In some embodiments, sequentially forming the microcavity underlayers of the plurality of subpixels on the side of the reflective electrode layers of the plurality of subpixels away from the base substrate using the materials of the microcavity underlayers of the plurality of subpixels includes:

• • sequentially forming the microcavity underlayers of the plurality of subpixels on the side of the reflective electrode layers of the plurality of subpixels away from the base substrate using the materials of the microcavity underlayers of the plurality of subpixels in an ascending order of etching rates of the materials of the microcavity underlayers of the plurality of subpixels.

In some embodiments, the plurality of subpixels include a first subpixel and a second subpixel, and an etching rate in a material of a microcavity underlayer in the first subpixel is less than an etching rate in a material of a microcavity underlayer in the second subpixel; and sequentially forming the microcavity underlayers of the plurality of subpixels on the side of the reflective electrode layers of the plurality of subpixels away from the base substrate using the materials of the microcavity underlayers of the plurality of subpixels in the ascending order of the etching rates of the materials of the microcavity underlayers of the plurality of subpixels includes:

• • forming a first material film on the side of the reflective electrode layers of the plurality of subpixels away from the base substrate using the material of the microcavity underlayer in the first subpixel;
  • forming the microcavity underlayer in the first subpixel by etching the first material film;
  • upon forming the microcavity underlayer in the first subpixel, forming a second material film on the side of the reflective electrode layers of the plurality of subpixels away from the base substrate using the material of the microcavity underlayer in the second subpixel; and
  • forming the microcavity underlayer in the second subpixel by etching the second material film.

In some embodiments, a ratio of the etching rate in the material of the microcavity underlayer in the first subpixel to the etching rate in the material of the microcavity underlayer in the second subpixel is less than or equal to a predetermined ratio threshold; and

• • the material of the microcavity underlayer in the first subpixel includes silicon oxide, and the material of the microcavity underlayer in the second subpixel includes silicon nitride.
____________________
*Given exercise A*
In the text on microcavity underlayers, what material does the microcavity underlayer in the first subpixel include?
*Given exercise B*
Write the next part of the text on microcavity underlayers, starting after its final sentence.
The lines after this are separate material, unrelated to the text on microcavity underlayers.

*Record list*
____________________
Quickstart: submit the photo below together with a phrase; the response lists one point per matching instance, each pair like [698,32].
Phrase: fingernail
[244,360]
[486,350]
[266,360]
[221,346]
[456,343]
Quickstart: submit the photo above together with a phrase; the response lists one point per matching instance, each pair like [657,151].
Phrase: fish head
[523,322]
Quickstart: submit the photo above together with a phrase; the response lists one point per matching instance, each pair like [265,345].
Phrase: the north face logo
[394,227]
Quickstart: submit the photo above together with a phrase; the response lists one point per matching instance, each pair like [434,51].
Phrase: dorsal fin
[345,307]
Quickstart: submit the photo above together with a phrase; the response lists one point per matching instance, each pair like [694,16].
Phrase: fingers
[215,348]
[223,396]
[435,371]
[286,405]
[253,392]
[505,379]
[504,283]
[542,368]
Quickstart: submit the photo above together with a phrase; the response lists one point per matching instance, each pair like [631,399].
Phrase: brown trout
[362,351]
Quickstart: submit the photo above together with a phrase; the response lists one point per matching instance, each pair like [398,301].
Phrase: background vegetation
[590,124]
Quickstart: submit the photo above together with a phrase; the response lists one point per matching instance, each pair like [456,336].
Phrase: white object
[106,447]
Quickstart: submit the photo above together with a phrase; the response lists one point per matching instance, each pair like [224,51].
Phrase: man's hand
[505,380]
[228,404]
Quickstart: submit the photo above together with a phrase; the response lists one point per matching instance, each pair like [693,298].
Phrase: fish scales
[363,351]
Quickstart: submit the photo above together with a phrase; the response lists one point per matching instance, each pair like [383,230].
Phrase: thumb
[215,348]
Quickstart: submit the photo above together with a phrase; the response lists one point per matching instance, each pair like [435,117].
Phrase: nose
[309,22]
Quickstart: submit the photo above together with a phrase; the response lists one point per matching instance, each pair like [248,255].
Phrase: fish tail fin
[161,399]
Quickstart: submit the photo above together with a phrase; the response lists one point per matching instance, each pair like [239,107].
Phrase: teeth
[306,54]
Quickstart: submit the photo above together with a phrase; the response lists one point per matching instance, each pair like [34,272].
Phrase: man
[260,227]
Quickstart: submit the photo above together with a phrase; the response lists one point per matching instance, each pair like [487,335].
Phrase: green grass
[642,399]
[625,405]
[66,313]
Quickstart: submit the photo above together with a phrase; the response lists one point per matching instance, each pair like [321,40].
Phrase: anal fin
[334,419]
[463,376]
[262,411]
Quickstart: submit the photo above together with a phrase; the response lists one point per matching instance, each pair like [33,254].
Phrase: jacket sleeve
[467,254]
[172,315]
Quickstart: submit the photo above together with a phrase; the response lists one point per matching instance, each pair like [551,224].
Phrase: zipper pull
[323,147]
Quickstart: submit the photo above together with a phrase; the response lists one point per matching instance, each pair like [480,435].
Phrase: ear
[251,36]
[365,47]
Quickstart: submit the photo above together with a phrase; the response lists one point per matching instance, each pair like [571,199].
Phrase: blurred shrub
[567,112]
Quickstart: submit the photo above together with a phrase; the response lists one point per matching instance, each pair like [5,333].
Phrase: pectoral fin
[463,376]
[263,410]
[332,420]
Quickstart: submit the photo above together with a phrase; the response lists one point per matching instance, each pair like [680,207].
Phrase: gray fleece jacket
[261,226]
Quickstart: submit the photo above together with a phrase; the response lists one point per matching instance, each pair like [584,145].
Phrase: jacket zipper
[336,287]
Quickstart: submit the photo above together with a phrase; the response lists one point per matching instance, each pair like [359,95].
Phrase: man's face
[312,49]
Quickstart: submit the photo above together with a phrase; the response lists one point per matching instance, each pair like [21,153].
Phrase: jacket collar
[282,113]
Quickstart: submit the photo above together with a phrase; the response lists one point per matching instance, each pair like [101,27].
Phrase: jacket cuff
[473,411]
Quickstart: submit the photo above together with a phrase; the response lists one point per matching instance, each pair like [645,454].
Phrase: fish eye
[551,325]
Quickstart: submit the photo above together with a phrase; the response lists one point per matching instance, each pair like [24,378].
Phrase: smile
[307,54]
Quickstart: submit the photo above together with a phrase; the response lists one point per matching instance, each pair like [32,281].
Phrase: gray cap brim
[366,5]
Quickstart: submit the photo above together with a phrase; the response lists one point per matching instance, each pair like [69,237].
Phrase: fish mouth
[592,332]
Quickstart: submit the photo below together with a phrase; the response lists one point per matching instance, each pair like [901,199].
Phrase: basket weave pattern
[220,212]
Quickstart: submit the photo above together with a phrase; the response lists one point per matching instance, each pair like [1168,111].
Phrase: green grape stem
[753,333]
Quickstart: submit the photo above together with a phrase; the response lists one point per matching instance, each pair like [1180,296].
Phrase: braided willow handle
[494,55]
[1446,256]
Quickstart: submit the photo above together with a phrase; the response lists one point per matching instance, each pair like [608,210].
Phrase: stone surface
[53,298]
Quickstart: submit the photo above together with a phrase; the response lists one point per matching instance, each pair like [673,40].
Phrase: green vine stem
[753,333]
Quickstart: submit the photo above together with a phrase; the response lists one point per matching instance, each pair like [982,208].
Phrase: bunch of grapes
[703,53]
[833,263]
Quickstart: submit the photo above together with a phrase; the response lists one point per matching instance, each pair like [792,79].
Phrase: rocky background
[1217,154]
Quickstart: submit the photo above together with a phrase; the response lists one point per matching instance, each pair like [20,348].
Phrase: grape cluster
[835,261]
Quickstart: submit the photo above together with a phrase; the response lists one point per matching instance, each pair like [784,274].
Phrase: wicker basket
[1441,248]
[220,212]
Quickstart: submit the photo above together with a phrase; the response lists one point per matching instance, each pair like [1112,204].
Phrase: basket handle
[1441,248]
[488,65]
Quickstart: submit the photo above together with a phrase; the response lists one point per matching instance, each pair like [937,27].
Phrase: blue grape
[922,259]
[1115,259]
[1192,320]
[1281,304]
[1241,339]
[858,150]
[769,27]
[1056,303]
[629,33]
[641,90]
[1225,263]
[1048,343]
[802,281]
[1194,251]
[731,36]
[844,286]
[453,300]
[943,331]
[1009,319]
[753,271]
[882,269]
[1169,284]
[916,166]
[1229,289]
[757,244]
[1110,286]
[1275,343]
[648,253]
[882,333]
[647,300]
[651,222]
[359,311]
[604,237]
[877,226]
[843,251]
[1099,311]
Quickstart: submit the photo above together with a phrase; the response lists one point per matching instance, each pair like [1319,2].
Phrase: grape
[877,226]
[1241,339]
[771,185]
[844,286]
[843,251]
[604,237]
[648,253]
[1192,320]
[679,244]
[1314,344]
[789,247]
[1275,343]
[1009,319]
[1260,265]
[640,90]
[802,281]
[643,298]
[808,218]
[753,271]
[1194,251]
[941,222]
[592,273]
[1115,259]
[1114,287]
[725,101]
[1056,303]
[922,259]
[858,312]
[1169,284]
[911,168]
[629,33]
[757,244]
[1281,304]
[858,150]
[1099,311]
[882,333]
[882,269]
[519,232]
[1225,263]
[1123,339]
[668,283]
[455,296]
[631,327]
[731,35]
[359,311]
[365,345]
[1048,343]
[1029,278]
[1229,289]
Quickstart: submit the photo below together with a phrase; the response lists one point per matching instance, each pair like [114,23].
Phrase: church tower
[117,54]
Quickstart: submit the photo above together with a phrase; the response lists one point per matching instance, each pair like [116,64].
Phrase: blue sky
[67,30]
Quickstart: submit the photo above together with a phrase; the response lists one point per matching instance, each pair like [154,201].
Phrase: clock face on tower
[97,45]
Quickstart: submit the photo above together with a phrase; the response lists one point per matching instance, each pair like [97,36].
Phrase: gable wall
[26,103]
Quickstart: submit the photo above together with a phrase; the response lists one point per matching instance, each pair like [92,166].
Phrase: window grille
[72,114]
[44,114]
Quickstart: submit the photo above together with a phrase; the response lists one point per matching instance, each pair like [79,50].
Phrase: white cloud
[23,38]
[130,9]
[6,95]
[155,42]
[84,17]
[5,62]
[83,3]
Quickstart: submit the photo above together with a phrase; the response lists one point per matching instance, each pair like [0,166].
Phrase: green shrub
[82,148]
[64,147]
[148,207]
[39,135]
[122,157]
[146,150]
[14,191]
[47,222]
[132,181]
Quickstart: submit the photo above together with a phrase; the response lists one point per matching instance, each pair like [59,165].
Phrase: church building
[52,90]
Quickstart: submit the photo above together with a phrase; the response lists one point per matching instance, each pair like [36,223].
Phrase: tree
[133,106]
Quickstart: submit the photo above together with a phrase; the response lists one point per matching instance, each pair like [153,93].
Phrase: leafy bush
____________________
*Result A*
Silicon oxide.

*Result B*
In some embodiments, upon sequentially forming the microcavity underlayers of the plurality of subpixels on the side of the reflective electrode layers of the plurality of subpixels away from the base substrate using the materials of the microcavity underlayers of the plurality of subpixels, and prior to sequentially forming the light-emitting layers and the semitransparent electrode layers of the plurality of subpixels on the side of the microcavity underlayers of the plurality of subpixels away from the base substrate, the method further includes:

• • forming second material layers on the side of the microcavity underlayers of the plurality of subpixels away from the base substrate using a material with a highest etching rate in the materials of the microcavity underlayers in the plurality of subpixels;
  • forming first material layers on the side of the second material layers of the plurality of subpixels away from the base substrate using a material with a smallest etching rate in the materials of the microcavity underlayers in the plurality of subpixels; and
  • forming undercut structures of the plurality of subpixels by etching the first material layers and the second material layers of the plurality of subpixels, wherein each of the undercut structures includes a recess portion, and an orthographic projection of a surface of each of the first material layers enclosing the recess portion on the base substrate is within an orthographic projection of a surface of one of the second material layers enclosing the recess portion on the base substrate.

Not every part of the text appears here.